Information shown>

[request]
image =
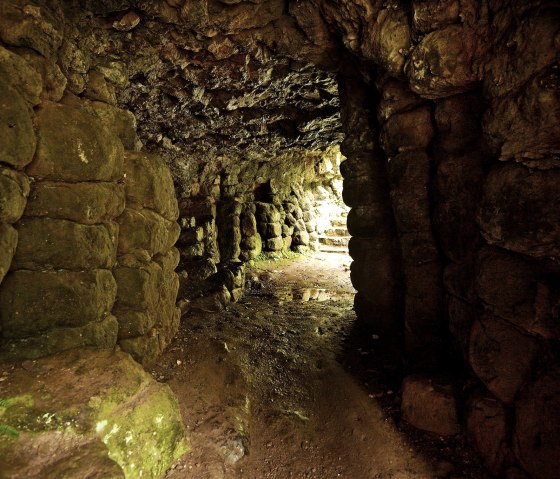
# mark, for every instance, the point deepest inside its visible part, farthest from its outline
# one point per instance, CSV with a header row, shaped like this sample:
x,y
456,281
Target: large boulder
x,y
512,195
103,412
443,63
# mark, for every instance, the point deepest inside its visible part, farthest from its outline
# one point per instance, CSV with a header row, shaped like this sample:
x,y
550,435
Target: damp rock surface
x,y
277,385
91,414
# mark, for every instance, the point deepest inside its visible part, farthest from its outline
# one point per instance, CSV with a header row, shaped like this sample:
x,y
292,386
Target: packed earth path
x,y
276,387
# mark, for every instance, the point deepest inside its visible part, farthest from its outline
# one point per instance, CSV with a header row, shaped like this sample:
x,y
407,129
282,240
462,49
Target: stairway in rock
x,y
334,237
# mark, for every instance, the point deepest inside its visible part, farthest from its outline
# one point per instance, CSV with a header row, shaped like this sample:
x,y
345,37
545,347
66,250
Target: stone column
x,y
375,272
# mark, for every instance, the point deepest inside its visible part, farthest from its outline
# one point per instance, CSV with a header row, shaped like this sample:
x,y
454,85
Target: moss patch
x,y
88,397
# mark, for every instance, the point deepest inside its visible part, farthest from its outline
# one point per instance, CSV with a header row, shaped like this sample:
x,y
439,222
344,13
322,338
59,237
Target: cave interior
x,y
151,150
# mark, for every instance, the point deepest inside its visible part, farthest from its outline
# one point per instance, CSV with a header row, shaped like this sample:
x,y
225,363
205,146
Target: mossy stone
x,y
14,190
99,334
73,299
61,244
19,74
84,396
74,145
17,138
146,230
149,184
8,244
86,203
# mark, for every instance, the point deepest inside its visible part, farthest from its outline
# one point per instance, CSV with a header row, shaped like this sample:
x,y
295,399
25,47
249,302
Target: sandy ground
x,y
277,387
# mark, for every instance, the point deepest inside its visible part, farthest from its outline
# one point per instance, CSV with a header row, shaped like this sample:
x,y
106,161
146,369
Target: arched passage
x,y
449,113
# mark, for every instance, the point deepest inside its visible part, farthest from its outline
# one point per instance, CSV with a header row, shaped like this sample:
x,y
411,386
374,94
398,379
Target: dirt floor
x,y
277,386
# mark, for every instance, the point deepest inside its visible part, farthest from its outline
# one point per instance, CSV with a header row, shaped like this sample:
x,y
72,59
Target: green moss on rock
x,y
91,404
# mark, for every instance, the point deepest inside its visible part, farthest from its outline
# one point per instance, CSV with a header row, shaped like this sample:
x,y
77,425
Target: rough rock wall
x,y
77,268
239,220
468,123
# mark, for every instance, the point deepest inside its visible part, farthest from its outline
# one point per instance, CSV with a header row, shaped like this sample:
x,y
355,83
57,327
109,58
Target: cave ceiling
x,y
215,85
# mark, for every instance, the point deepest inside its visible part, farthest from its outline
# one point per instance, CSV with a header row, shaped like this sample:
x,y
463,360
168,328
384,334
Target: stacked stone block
x,y
229,229
251,241
147,284
375,271
60,290
405,137
269,226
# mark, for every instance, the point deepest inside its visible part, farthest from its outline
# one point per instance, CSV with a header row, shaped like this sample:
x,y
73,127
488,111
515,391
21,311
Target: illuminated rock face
x,y
447,114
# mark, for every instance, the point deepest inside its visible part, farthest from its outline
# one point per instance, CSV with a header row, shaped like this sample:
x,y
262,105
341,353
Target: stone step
x,y
334,240
339,231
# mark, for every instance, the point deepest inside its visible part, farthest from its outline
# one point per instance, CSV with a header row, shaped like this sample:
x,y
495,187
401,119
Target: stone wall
x,y
467,128
236,222
86,227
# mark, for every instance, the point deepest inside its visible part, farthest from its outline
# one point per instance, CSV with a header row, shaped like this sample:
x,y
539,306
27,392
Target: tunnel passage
x,y
446,112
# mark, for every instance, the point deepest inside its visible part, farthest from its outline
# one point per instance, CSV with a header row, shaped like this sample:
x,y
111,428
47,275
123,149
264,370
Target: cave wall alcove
x,y
143,138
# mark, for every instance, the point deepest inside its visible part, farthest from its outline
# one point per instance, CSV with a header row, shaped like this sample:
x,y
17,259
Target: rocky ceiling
x,y
212,83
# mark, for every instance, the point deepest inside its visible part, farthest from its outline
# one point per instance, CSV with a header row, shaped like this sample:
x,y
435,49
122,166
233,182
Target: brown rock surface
x,y
494,355
512,194
17,138
538,425
430,404
488,429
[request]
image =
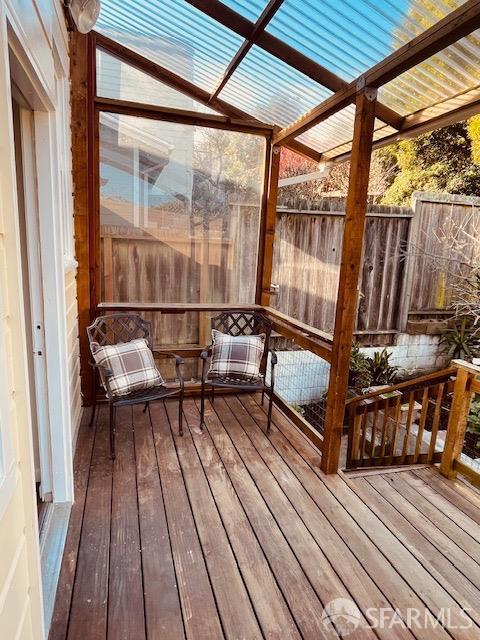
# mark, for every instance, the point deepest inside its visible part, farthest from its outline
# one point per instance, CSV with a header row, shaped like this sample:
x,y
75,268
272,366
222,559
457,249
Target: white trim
x,y
8,482
50,210
54,306
52,543
35,298
69,264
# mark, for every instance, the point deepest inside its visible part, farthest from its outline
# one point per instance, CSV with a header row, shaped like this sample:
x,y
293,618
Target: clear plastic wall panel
x,y
449,73
271,90
179,213
121,81
172,33
250,9
350,36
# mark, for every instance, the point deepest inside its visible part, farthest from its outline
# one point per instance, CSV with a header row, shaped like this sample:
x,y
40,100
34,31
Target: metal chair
x,y
120,328
240,323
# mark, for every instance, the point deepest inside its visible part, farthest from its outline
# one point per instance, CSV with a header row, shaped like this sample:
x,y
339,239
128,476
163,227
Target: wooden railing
x,y
389,427
304,335
301,334
467,384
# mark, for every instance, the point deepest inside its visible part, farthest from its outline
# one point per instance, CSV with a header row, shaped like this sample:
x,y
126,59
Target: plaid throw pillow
x,y
236,357
132,365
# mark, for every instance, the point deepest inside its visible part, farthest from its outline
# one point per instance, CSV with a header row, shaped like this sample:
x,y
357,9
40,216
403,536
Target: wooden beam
x,y
265,17
266,249
284,52
81,92
352,246
175,81
182,116
457,423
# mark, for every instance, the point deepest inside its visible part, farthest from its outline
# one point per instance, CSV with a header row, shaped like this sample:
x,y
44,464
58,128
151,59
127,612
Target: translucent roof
x,y
121,81
345,38
270,90
350,36
174,34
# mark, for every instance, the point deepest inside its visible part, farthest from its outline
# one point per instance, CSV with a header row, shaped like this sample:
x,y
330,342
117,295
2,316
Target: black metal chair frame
x,y
241,323
121,328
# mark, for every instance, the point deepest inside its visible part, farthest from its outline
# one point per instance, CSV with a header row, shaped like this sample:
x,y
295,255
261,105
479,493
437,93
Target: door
x,y
33,288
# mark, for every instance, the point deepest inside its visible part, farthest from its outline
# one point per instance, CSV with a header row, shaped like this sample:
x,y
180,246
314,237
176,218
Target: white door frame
x,y
35,295
53,273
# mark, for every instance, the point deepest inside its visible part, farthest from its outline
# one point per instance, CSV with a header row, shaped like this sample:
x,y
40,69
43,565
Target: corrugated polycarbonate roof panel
x,y
250,9
444,75
350,36
337,131
121,81
270,90
172,33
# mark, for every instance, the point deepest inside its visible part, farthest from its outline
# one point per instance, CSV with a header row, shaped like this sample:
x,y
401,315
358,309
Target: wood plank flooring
x,y
228,533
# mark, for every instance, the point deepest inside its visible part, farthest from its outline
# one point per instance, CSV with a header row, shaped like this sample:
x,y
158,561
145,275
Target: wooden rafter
x,y
267,14
175,81
182,116
454,26
284,52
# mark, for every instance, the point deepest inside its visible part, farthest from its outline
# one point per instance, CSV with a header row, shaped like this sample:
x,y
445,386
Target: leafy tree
x,y
444,160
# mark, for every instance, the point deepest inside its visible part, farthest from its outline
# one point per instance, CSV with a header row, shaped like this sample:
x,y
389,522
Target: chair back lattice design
x,y
242,323
118,328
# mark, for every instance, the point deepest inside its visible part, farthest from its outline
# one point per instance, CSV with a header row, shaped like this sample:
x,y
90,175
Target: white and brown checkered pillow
x,y
236,357
132,365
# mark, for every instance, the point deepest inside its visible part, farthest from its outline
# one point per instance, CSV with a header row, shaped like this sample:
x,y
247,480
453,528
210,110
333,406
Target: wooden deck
x,y
230,534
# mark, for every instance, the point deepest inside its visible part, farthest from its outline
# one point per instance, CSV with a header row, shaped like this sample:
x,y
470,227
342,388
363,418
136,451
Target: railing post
x,y
457,422
267,230
345,312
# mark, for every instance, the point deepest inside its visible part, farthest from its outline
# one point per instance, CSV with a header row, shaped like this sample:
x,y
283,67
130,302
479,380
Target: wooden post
x,y
267,230
82,74
457,421
345,312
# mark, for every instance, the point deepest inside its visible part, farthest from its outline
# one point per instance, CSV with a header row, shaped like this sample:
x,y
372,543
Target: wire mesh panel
x,y
301,380
471,444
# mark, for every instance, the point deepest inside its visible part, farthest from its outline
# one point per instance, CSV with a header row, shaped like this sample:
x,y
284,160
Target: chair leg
x,y
202,406
180,415
112,431
149,414
94,411
269,418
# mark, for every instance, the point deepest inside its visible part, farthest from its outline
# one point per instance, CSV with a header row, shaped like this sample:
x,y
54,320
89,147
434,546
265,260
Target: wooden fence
x,y
397,279
219,264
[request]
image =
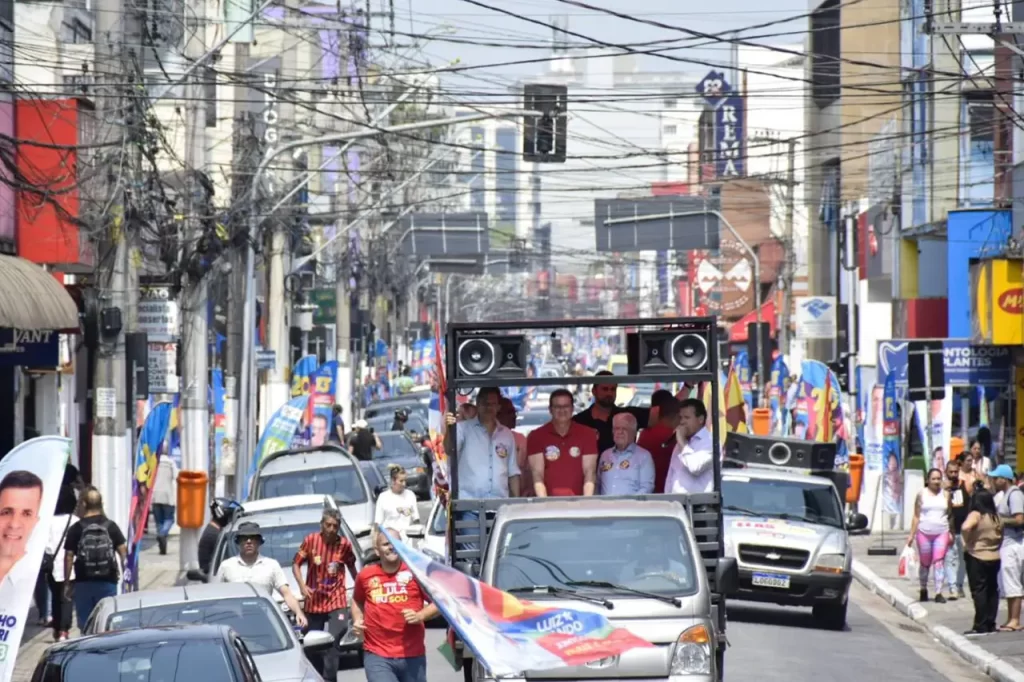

Instruction> State how many lines of the records contain the word "wooden". Give only the number.

Result of this exercise> 6